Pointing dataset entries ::
────

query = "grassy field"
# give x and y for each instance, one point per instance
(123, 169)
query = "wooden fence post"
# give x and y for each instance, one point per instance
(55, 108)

────

STATED PROBLEM :: Copy all the entries again, swapping every "instance" for "object" and keeping everything else the same.

WORKED ANSWER ::
query = "grassy field"
# give x and y for each object, one point per object
(123, 169)
query = "wooden fence post"
# give x and y for each object, one point per object
(55, 108)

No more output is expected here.